[Problem] Output exactly the lines between the line that contains "# point at: the white lamp" and the last line of the material, counting both.

+ + +

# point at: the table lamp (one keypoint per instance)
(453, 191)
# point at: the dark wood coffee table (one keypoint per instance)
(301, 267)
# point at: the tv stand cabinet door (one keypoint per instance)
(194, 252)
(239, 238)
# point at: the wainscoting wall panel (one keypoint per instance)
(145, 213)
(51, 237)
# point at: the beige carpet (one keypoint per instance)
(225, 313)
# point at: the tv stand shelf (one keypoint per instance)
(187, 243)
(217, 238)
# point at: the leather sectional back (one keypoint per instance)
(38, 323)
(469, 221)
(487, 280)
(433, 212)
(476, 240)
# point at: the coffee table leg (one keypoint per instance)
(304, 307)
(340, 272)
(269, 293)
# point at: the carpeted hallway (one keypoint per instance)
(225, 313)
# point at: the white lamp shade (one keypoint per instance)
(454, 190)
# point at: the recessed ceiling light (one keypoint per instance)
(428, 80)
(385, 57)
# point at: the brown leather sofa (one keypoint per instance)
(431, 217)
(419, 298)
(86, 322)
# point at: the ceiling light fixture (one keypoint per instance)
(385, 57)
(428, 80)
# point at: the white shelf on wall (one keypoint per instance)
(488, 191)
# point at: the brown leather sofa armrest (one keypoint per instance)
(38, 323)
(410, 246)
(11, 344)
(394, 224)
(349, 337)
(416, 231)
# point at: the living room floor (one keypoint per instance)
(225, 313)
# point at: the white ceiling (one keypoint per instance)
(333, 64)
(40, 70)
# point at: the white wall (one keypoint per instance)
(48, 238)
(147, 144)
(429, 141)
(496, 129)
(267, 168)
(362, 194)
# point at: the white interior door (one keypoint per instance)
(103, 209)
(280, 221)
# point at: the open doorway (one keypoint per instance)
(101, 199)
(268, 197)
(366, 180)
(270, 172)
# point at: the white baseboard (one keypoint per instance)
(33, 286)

+ + +

[Exercise output]
# point at: the white lamp shade (one keypoint per instance)
(454, 190)
# point at: the recessed ceiling light (one keypoint per instance)
(428, 80)
(385, 57)
# point at: the brown leather sofa (one keypoint per instance)
(431, 217)
(419, 298)
(86, 322)
# point at: the ceiling light fixture (one keypoint per instance)
(385, 57)
(428, 80)
# point at: the white shelf on wall (one keypoint per instance)
(488, 191)
# point at: the brown leather sofa armrest (one keypoint per instance)
(38, 323)
(410, 246)
(11, 344)
(394, 224)
(349, 337)
(416, 231)
# point at: the living room floor (one keypoint per instance)
(225, 313)
# point at: the white ceiling (one keypoint per instance)
(333, 64)
(40, 70)
# point at: the white wall (one keypoint per instance)
(48, 238)
(147, 144)
(429, 141)
(496, 129)
(267, 168)
(362, 194)
# point at: the white interior door (one keypoint per instance)
(103, 209)
(280, 221)
# point at: the open doorway (one keypoint per instance)
(101, 199)
(268, 197)
(366, 180)
(270, 172)
# point at: the white baseboard (one keypoint per instance)
(33, 286)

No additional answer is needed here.